Exercise objective: In the records below, find the line that contains "Target: green grass" and the line that contains "the bridge arch", then retype exactly those two lines and every line between them.

Records from a dataset:
────────────────
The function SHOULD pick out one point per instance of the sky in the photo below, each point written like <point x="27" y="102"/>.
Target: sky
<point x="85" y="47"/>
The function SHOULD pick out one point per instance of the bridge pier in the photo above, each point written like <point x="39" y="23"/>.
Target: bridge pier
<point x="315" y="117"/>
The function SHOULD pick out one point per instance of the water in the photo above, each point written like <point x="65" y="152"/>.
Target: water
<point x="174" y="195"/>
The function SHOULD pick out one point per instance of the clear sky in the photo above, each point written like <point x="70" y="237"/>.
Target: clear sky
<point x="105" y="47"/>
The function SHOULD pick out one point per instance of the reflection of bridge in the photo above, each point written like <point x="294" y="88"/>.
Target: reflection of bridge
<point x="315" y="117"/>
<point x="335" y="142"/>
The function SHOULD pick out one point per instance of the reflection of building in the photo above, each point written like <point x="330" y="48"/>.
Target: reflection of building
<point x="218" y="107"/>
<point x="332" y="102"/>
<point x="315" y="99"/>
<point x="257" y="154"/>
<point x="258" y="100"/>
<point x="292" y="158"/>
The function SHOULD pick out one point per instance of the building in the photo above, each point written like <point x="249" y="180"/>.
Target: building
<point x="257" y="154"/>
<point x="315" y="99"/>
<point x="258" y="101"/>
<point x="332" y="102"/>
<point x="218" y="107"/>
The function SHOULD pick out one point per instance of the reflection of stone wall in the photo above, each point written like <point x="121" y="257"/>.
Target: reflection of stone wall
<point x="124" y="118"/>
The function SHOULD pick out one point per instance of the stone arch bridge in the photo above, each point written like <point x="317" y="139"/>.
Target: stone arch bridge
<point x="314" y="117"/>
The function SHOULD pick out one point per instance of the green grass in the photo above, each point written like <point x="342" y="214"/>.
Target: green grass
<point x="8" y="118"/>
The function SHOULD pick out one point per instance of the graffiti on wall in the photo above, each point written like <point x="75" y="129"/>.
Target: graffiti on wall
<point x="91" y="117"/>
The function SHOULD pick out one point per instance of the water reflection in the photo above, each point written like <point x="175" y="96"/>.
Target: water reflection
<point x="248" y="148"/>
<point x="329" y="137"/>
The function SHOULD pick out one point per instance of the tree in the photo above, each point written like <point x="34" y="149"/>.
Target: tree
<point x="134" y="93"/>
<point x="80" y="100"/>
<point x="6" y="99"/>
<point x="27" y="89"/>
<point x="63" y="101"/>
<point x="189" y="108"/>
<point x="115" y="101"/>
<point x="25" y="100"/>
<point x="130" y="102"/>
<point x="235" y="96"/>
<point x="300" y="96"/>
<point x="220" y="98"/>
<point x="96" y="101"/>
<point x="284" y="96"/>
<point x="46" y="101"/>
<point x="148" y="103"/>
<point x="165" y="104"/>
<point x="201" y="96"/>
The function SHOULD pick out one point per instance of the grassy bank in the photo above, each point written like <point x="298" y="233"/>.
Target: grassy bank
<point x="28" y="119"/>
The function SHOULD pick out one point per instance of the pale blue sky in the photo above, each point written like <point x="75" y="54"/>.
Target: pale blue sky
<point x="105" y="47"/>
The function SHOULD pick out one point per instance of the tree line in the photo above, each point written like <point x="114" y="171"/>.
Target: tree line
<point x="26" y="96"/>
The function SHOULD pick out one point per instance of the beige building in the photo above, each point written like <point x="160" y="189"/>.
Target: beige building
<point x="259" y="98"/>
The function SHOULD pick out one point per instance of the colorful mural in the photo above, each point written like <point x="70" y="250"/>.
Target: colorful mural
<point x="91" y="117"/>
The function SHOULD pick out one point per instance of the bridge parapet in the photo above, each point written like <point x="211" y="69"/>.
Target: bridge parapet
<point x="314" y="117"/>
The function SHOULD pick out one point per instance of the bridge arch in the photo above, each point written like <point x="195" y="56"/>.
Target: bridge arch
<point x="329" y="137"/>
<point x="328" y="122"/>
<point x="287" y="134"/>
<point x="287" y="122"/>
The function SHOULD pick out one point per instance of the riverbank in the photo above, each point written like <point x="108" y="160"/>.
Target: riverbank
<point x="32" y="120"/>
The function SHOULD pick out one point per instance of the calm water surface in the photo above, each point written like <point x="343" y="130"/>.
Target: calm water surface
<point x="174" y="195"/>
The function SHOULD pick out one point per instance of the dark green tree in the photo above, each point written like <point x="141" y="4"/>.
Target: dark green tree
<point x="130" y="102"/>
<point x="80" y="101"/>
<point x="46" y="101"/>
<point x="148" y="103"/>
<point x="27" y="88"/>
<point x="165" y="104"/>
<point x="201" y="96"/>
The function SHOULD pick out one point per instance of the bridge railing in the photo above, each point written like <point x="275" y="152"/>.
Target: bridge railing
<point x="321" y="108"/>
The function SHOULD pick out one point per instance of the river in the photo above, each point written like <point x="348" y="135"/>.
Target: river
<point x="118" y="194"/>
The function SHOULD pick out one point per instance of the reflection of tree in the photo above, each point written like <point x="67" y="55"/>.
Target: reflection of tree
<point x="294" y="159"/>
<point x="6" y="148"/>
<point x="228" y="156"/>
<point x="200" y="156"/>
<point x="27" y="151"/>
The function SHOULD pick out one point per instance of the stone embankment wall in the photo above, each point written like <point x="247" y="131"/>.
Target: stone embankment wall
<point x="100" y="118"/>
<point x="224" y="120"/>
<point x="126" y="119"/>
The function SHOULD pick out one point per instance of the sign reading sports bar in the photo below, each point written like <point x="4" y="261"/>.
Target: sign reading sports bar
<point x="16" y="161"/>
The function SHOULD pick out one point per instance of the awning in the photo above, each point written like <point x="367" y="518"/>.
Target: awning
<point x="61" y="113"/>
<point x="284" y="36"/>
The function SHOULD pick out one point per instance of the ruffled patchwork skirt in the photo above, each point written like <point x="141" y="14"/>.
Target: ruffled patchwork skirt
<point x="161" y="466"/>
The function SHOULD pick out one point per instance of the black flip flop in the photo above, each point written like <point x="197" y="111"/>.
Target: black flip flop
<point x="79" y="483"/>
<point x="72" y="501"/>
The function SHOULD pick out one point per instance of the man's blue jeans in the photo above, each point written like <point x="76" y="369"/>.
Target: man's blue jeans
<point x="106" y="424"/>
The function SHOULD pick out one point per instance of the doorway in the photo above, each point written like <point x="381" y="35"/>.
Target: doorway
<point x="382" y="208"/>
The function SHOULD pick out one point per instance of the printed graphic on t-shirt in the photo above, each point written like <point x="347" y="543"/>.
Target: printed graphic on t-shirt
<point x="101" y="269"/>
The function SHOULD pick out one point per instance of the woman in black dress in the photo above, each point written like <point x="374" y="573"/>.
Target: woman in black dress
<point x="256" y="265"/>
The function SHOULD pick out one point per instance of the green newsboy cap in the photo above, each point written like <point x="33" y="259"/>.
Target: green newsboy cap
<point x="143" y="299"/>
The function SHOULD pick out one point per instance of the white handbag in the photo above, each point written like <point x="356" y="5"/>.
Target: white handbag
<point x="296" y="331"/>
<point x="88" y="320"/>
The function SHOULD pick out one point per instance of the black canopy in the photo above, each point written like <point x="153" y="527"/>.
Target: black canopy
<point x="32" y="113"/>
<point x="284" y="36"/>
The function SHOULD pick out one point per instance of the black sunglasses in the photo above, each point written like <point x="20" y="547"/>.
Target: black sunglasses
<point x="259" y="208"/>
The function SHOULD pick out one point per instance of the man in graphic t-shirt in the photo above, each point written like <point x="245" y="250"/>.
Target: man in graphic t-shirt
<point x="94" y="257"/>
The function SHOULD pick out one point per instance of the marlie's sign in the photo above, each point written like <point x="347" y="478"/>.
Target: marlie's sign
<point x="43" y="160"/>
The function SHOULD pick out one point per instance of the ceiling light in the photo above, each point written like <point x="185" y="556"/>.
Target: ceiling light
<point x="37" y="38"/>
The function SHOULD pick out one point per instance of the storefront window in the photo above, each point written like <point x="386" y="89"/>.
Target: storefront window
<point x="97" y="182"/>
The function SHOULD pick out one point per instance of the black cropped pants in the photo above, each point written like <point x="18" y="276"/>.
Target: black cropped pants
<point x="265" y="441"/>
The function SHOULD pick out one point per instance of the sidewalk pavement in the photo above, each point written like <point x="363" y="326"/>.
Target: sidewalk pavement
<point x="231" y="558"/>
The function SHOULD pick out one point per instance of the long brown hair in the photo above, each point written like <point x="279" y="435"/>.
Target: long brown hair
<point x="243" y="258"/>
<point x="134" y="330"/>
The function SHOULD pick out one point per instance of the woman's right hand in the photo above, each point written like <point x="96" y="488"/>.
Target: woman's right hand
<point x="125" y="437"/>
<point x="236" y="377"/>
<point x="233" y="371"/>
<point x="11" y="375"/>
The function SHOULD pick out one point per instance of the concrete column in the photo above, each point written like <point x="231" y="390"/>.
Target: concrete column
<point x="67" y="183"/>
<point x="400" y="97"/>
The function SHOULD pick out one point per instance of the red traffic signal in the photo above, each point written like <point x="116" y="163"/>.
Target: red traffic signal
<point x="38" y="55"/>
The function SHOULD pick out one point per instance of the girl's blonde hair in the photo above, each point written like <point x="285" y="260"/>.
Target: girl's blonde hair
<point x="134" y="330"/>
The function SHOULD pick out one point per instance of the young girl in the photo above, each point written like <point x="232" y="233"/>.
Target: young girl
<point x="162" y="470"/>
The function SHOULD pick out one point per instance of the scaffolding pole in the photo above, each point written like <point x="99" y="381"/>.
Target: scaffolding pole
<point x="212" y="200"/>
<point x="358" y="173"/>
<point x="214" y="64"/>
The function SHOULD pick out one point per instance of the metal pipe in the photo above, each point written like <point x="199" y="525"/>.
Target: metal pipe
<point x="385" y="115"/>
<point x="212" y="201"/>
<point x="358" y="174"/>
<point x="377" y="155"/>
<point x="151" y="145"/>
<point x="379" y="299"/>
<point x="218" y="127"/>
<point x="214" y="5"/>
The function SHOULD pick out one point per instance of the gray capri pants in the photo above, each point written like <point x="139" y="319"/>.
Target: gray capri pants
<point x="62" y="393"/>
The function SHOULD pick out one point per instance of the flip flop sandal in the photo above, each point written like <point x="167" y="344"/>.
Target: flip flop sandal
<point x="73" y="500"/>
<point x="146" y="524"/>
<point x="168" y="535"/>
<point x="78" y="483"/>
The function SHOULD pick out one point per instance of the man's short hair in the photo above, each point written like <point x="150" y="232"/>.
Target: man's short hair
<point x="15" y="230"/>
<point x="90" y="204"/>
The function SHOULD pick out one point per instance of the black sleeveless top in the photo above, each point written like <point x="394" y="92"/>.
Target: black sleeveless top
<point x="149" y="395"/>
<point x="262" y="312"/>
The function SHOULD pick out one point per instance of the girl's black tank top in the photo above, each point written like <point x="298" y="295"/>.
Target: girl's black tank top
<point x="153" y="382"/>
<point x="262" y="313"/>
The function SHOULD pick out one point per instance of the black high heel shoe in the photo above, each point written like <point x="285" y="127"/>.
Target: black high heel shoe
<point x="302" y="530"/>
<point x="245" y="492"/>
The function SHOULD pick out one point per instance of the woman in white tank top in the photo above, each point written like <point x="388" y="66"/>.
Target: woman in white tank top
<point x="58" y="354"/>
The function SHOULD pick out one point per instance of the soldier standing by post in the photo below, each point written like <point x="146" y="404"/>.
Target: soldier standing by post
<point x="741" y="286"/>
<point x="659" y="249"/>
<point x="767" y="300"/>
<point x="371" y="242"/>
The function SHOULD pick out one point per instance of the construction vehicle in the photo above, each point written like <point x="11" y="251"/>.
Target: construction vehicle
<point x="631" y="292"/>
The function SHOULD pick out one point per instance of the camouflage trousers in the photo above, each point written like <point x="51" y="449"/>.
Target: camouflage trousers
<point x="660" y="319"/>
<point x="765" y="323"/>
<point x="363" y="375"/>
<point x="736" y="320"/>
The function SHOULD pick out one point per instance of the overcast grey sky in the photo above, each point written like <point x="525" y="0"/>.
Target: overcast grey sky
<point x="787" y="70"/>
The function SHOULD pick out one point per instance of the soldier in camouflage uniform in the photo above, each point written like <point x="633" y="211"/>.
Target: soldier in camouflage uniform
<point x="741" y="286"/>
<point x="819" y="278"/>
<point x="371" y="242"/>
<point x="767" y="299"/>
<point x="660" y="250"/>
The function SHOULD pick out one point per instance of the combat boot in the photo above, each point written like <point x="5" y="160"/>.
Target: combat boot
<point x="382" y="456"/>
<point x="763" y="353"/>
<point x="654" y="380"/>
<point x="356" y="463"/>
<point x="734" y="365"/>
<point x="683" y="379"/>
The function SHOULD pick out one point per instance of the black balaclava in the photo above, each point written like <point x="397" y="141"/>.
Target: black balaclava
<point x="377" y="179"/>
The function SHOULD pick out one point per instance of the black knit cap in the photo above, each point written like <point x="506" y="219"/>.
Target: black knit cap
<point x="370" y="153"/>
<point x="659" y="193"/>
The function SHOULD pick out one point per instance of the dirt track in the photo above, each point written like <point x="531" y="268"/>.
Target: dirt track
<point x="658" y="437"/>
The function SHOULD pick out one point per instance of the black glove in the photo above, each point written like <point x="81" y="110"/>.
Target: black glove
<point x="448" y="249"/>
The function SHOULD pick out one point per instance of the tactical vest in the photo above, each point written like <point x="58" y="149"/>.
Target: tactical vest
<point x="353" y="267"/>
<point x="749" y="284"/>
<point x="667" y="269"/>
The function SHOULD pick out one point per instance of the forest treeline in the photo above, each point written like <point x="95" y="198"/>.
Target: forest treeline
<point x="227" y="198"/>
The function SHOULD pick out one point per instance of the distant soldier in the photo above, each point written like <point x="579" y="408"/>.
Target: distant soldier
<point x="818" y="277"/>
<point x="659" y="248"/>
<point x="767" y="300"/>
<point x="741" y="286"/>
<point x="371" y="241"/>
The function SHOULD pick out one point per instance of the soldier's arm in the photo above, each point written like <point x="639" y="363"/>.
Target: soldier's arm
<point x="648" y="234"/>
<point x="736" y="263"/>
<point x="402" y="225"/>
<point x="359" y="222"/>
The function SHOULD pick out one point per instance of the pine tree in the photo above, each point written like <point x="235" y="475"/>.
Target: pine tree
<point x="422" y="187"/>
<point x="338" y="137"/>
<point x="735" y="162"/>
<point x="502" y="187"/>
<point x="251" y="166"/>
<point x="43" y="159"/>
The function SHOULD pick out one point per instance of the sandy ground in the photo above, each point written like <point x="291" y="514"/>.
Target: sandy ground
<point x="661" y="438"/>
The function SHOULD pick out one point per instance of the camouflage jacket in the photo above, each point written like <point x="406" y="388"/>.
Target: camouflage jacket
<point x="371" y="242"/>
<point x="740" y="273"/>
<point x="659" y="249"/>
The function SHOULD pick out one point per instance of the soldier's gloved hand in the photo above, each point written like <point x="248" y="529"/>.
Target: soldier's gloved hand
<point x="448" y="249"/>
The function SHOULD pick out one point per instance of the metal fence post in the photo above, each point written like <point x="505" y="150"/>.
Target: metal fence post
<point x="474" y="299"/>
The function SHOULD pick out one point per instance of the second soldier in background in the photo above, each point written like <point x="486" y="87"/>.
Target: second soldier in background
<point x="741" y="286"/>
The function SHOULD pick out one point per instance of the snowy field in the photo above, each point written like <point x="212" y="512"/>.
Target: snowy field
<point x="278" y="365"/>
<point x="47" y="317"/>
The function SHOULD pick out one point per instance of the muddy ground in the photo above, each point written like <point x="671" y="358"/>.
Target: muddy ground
────────────────
Output for this exercise:
Target: green grass
<point x="8" y="118"/>
The function SHOULD pick out one point per instance of the graffiti on wall in the photo above, each point written like <point x="75" y="129"/>.
Target: graffiti on wall
<point x="91" y="117"/>
The function SHOULD pick out one point per instance of the water reflection in the photo above, each point written like <point x="175" y="96"/>.
Target: water reflection
<point x="248" y="148"/>
<point x="329" y="137"/>
The function SHOULD pick out one point per instance of the tree in the photo above, each point written like <point x="34" y="149"/>.
Target: tree
<point x="134" y="93"/>
<point x="80" y="100"/>
<point x="6" y="99"/>
<point x="27" y="89"/>
<point x="63" y="101"/>
<point x="189" y="108"/>
<point x="115" y="101"/>
<point x="25" y="100"/>
<point x="130" y="102"/>
<point x="235" y="96"/>
<point x="300" y="96"/>
<point x="220" y="98"/>
<point x="96" y="101"/>
<point x="284" y="96"/>
<point x="46" y="101"/>
<point x="148" y="103"/>
<point x="165" y="104"/>
<point x="201" y="96"/>
The function SHOULD pick out one point per instance of the grassy bank in the photo above, each point written like <point x="298" y="233"/>.
Target: grassy bank
<point x="28" y="119"/>
The function SHOULD pick out one point per instance of the pale blue sky in the photo above, each point written like <point x="75" y="54"/>.
Target: pale blue sky
<point x="105" y="47"/>
The function SHOULD pick out one point per instance of the tree line in the photo above, each point written like <point x="114" y="171"/>.
Target: tree line
<point x="26" y="96"/>
The function SHOULD pick out one point per instance of the beige building in the photo above, each point written like <point x="160" y="189"/>.
Target: beige building
<point x="259" y="98"/>
The function SHOULD pick out one point per instance of the colorful mural in the photo above, each point written like <point x="70" y="250"/>.
Target: colorful mural
<point x="91" y="117"/>
The function SHOULD pick out one point per instance of the bridge parapet in the photo above, each point written like <point x="211" y="69"/>.
Target: bridge parapet
<point x="314" y="117"/>
The function SHOULD pick out one point per instance of the bridge arch in the photo above, each point written like <point x="195" y="56"/>.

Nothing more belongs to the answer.